La famille Joutet l’exploite comme métayers depuis 1920. Jean-Pierre Joutet décédé le 7 avril 1944, son épouse Philomène, 56 ans, assure la continuité de l’exploitation avec l’aide de ses enfants et d’un ouvrier agricole. Philomène a 8 enfants : 5 filles et 3 garçons. Marthe, l’ainée a 33 ans et est marié avec Antoine Joyeux de Reillhac, village tout proche. Les autres sont célibataires : Louis, 32 ans ; André, 30 ans ; Antonin, 26 ans ; Yvonne, 22 ans ; Paulette, 21 ans ; Hélène, 19 ans et Denise, 17 ans. 

Ce 8 juin, Philomène, Louis, Yvonne et Denise sont présents à la ferme, en compagnie de Guy, fils d’Yvonne qui a 2 ans, de l’ouvrier agricole Jean Labarière et d’un couple de cousins venus de Toulouse leur rendre visite, Émile et Maria Lacan. Paulette et Hélène sont à Gramat. Quant à André, il est parti pour l’après-midi et Antonin, agent SNCF, est allé à la gare de Gramat afin de consulter les horaires des prochains trains. 

Malgré la présence d’une centaine de maquisards installés dans la ferme depuis une quinzaine de jours, le travail des champs bat son plein en ce mois de juin ensoleillé, saison où les travaux y sont importants.

■ Objectifs ■
• 1. Reproduisez mot pour mot le passage du texte sur la famille Joutet, de « La famille Joutet » à « Denise, 17 ans. ».
• 2. D'après le texte sur la famille Joutet, pourquoi Antonin est-il allé à la gare de Gramat ?

■ Extrait du jeu de données ■
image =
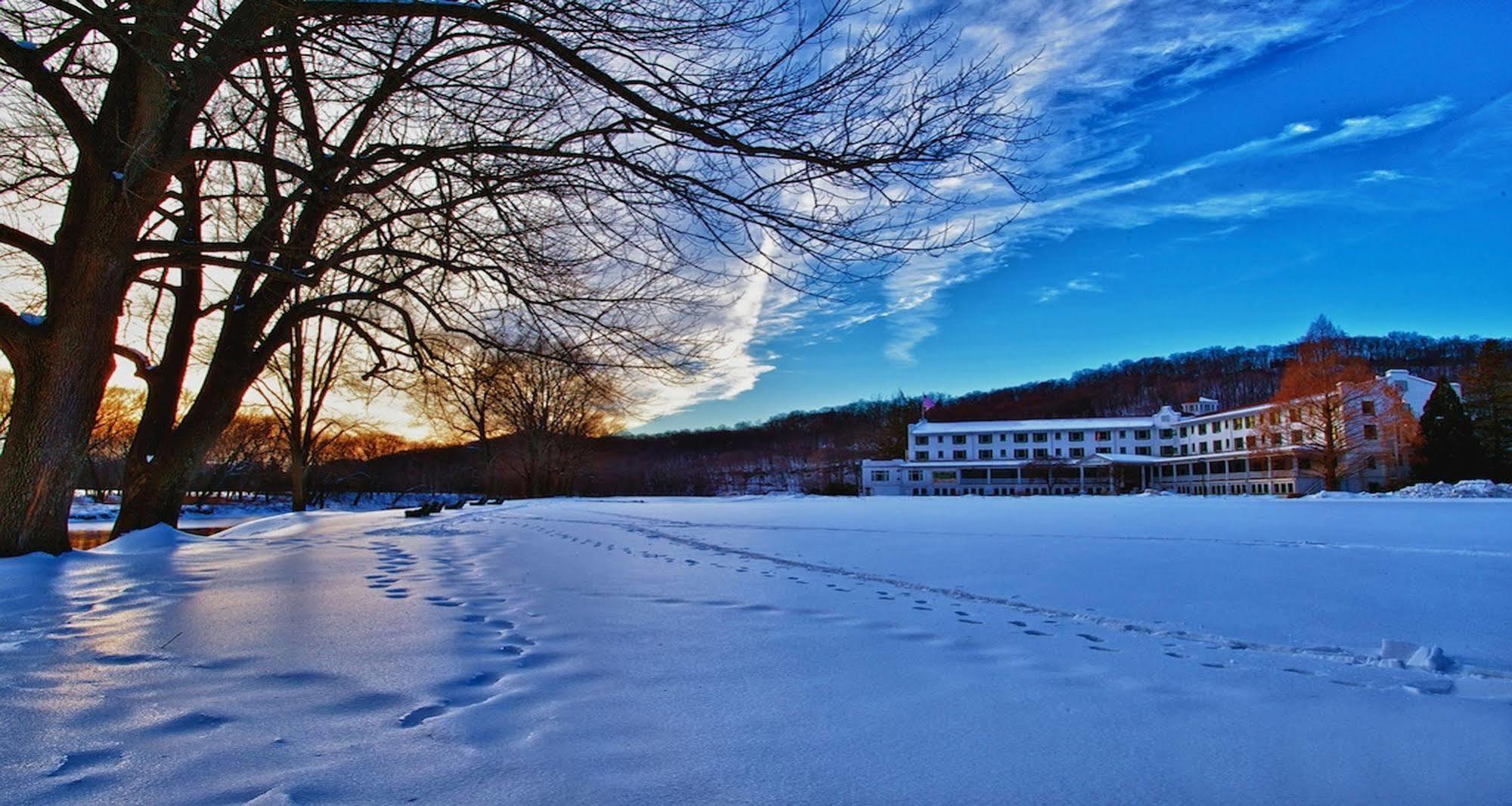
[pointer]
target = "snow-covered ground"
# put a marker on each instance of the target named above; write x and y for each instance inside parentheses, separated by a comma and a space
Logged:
(773, 651)
(89, 516)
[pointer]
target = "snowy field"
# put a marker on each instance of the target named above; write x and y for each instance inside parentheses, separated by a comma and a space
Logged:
(775, 651)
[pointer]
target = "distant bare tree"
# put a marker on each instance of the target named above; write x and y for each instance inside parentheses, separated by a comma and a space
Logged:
(552, 401)
(6, 397)
(457, 395)
(115, 425)
(1334, 416)
(321, 359)
(548, 400)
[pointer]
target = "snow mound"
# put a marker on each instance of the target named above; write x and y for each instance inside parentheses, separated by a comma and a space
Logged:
(1410, 655)
(1461, 489)
(150, 540)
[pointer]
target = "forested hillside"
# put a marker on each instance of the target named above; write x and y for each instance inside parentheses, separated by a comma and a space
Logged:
(818, 451)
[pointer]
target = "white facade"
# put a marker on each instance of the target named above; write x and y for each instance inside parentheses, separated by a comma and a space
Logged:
(1200, 450)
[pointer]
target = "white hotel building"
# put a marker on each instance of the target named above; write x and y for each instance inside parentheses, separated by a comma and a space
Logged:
(1197, 451)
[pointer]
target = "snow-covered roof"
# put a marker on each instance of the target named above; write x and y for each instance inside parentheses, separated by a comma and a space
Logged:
(1121, 459)
(1071, 424)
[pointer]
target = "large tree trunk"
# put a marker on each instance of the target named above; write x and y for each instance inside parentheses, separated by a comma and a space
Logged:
(59, 383)
(298, 480)
(154, 493)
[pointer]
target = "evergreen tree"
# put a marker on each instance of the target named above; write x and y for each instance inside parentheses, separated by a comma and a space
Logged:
(1449, 450)
(1489, 401)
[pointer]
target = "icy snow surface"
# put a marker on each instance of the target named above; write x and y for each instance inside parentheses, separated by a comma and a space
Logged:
(1157, 649)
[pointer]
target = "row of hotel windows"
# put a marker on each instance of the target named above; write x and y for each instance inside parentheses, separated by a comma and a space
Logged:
(1254, 489)
(1039, 453)
(1257, 489)
(1236, 443)
(1203, 428)
(1165, 471)
(1044, 436)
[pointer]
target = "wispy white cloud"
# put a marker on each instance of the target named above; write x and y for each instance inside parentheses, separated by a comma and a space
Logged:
(1375, 127)
(1094, 59)
(1091, 283)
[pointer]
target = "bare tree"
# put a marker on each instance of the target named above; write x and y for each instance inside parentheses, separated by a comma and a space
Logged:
(528, 409)
(552, 401)
(6, 397)
(604, 170)
(115, 427)
(319, 360)
(1334, 416)
(457, 392)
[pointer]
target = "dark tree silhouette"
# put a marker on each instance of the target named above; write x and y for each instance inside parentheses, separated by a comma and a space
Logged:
(1489, 401)
(1448, 450)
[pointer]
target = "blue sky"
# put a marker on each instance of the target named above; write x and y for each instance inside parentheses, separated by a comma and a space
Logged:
(1216, 174)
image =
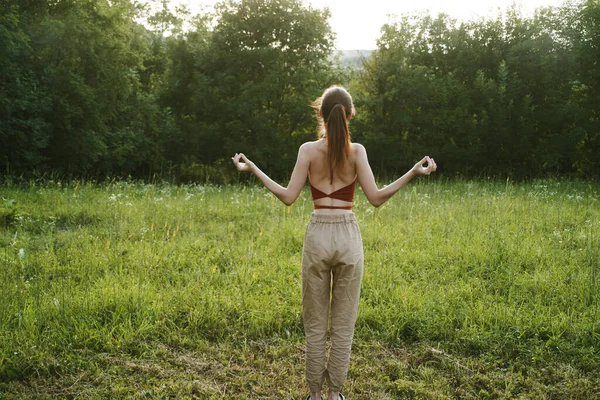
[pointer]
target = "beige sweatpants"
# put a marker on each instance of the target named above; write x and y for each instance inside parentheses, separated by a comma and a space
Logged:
(332, 268)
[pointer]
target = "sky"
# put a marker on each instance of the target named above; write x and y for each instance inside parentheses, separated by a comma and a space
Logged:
(357, 23)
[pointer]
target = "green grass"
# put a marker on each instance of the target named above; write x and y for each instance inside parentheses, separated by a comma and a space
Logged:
(472, 289)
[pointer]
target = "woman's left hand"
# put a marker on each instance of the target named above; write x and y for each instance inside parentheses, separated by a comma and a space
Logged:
(247, 165)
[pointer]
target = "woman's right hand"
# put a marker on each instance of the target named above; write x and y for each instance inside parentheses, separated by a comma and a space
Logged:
(420, 168)
(247, 165)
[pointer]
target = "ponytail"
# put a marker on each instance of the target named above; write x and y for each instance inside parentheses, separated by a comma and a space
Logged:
(333, 109)
(338, 139)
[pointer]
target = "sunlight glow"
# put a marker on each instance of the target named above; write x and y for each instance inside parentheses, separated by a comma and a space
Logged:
(357, 23)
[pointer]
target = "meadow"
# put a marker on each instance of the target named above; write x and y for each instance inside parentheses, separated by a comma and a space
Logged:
(472, 289)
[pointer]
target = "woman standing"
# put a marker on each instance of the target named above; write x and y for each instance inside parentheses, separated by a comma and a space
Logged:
(332, 257)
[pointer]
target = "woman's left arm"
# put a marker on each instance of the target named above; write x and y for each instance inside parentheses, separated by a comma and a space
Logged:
(286, 195)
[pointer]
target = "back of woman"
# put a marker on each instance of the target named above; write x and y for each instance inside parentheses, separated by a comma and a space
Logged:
(332, 256)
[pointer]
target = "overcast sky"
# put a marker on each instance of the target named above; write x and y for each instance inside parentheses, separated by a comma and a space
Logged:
(357, 22)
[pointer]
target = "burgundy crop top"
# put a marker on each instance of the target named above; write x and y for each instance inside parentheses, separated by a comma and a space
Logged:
(345, 194)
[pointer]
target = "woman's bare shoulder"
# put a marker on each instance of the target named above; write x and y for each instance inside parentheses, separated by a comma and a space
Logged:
(312, 146)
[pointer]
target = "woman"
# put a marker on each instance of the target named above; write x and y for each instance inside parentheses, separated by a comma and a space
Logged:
(332, 257)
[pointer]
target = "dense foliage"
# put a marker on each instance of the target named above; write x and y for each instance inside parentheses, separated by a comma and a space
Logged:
(98, 87)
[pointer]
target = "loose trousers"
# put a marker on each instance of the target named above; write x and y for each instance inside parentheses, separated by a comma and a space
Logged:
(332, 268)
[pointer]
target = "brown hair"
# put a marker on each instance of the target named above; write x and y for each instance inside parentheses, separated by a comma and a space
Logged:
(336, 108)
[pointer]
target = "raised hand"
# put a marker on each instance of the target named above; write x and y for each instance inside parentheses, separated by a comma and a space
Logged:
(421, 169)
(247, 165)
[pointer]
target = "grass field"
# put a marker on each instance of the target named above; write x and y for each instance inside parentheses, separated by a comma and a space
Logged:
(472, 289)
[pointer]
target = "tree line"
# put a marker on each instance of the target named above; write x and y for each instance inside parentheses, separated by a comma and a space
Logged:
(117, 87)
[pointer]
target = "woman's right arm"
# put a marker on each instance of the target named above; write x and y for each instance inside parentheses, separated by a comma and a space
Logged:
(366, 179)
(287, 194)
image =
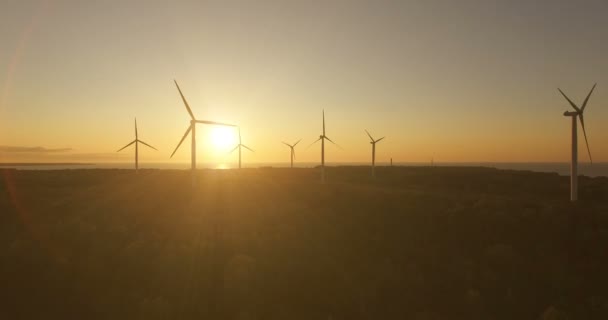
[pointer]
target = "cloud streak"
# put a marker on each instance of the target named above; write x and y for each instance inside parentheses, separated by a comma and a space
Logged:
(19, 149)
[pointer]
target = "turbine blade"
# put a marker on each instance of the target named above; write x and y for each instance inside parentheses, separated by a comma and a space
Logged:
(148, 145)
(587, 99)
(323, 121)
(130, 143)
(180, 142)
(215, 123)
(585, 134)
(184, 99)
(328, 139)
(571, 103)
(310, 145)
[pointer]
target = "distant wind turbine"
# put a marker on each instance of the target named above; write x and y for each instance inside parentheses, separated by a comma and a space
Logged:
(322, 138)
(293, 151)
(137, 142)
(574, 164)
(373, 143)
(238, 146)
(192, 127)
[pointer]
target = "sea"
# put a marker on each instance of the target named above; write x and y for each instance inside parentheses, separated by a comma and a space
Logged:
(587, 169)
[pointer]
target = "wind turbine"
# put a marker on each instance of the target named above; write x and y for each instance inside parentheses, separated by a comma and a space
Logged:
(574, 164)
(192, 127)
(373, 143)
(323, 137)
(238, 146)
(137, 142)
(293, 151)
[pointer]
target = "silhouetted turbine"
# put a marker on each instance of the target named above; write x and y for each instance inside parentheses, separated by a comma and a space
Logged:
(373, 143)
(137, 142)
(293, 151)
(322, 138)
(574, 162)
(192, 128)
(238, 146)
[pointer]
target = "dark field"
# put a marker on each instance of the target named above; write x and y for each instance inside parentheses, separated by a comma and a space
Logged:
(418, 243)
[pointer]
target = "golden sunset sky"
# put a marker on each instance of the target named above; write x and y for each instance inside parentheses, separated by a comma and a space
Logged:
(465, 81)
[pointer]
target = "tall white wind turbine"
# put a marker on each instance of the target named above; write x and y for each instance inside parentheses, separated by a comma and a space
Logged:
(137, 142)
(574, 164)
(239, 146)
(322, 138)
(192, 127)
(373, 143)
(293, 151)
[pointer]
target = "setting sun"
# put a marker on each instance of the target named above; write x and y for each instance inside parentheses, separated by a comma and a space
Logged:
(223, 138)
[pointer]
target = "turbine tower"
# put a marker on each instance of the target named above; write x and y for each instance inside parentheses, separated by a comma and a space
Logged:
(293, 151)
(574, 164)
(137, 142)
(192, 127)
(238, 146)
(373, 143)
(323, 137)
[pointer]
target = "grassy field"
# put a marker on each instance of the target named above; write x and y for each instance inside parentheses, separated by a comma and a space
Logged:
(417, 243)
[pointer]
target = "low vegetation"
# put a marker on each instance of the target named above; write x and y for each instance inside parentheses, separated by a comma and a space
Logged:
(417, 243)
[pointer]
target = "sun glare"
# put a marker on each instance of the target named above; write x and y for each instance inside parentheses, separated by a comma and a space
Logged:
(223, 138)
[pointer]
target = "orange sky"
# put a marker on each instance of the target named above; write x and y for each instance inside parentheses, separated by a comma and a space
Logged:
(474, 82)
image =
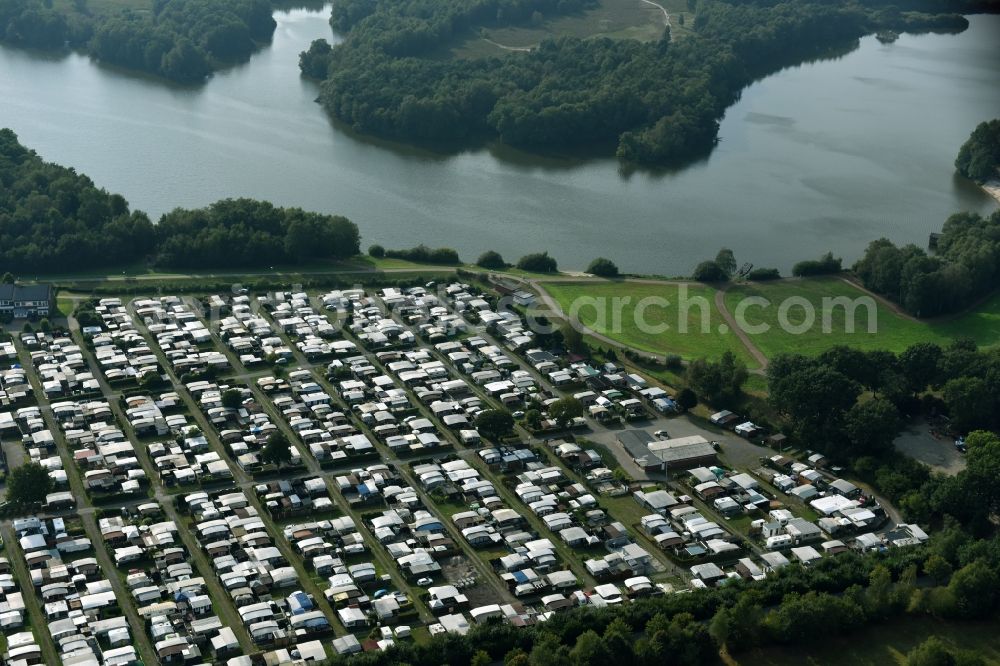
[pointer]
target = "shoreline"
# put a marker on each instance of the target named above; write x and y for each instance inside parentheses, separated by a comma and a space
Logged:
(992, 188)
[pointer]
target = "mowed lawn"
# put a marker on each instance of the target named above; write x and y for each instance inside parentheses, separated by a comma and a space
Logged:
(594, 305)
(831, 325)
(882, 645)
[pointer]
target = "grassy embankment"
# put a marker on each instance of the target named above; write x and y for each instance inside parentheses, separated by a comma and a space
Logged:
(892, 330)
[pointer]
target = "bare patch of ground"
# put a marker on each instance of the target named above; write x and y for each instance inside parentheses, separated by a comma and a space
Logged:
(935, 449)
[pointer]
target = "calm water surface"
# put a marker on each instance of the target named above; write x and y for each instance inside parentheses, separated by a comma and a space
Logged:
(825, 156)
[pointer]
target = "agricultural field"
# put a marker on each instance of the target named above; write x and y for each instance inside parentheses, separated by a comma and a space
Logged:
(890, 330)
(695, 343)
(615, 19)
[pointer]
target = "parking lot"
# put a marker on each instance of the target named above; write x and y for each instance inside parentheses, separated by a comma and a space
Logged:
(936, 450)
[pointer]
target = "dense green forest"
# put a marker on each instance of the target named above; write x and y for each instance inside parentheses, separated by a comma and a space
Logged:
(182, 40)
(53, 219)
(650, 102)
(979, 157)
(965, 267)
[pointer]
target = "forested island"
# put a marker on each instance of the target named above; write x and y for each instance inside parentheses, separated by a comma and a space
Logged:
(53, 219)
(979, 157)
(181, 40)
(650, 103)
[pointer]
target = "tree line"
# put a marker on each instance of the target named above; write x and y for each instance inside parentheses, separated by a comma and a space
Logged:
(979, 156)
(851, 405)
(181, 40)
(964, 268)
(655, 102)
(53, 219)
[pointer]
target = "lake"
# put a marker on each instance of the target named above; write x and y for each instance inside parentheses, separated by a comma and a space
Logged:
(824, 156)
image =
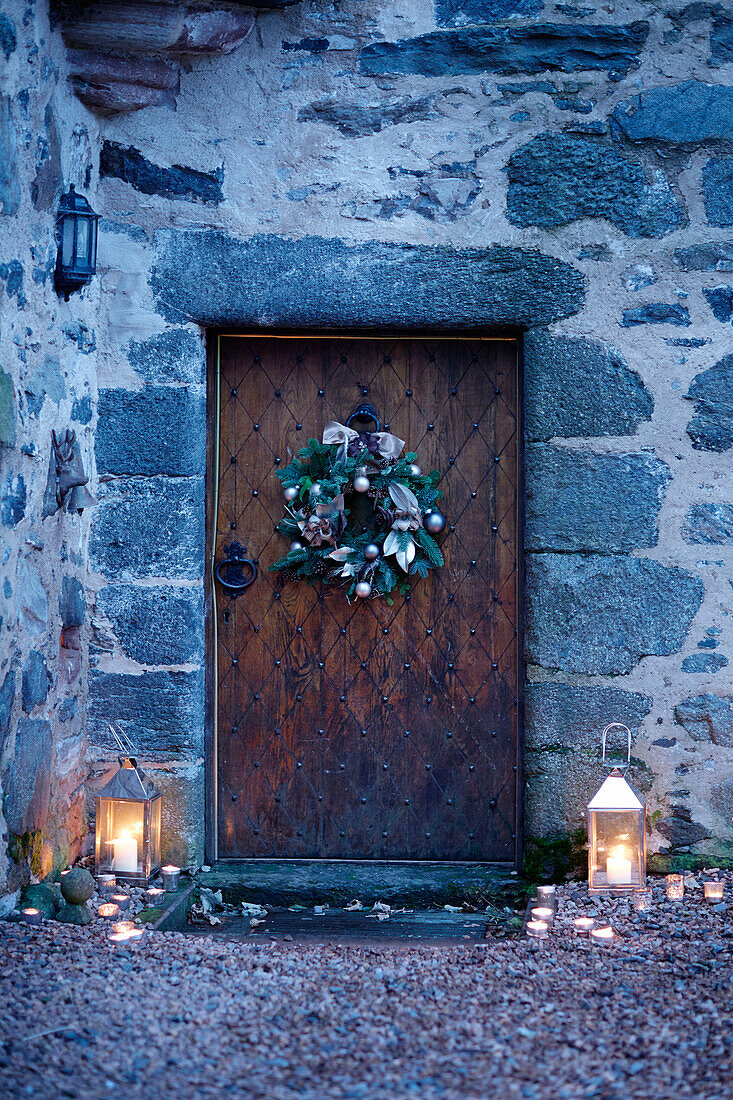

■ Réponses dans l'ordre ■
• 1.
La famille Joutet l’exploite comme métayers depuis 1920. Jean-Pierre Joutet décédé le 7 avril 1944, son épouse Philomène, 56 ans, assure la continuité de l’exploitation avec l’aide de ses enfants et d’un ouvrier agricole. Philomène a 8 enfants : 5 filles et 3 garçons. Marthe, l’ainée a 33 ans et est marié avec Antoine Joyeux de Reillhac, village tout proche. Les autres sont célibataires : Louis, 32 ans ; André, 30 ans ; Antonin, 26 ans ; Yvonne, 22 ans ; Paulette, 21 ans ; Hélène, 19 ans et Denise, 17 ans.

• 2. Pour consulter les horaires des prochains trains.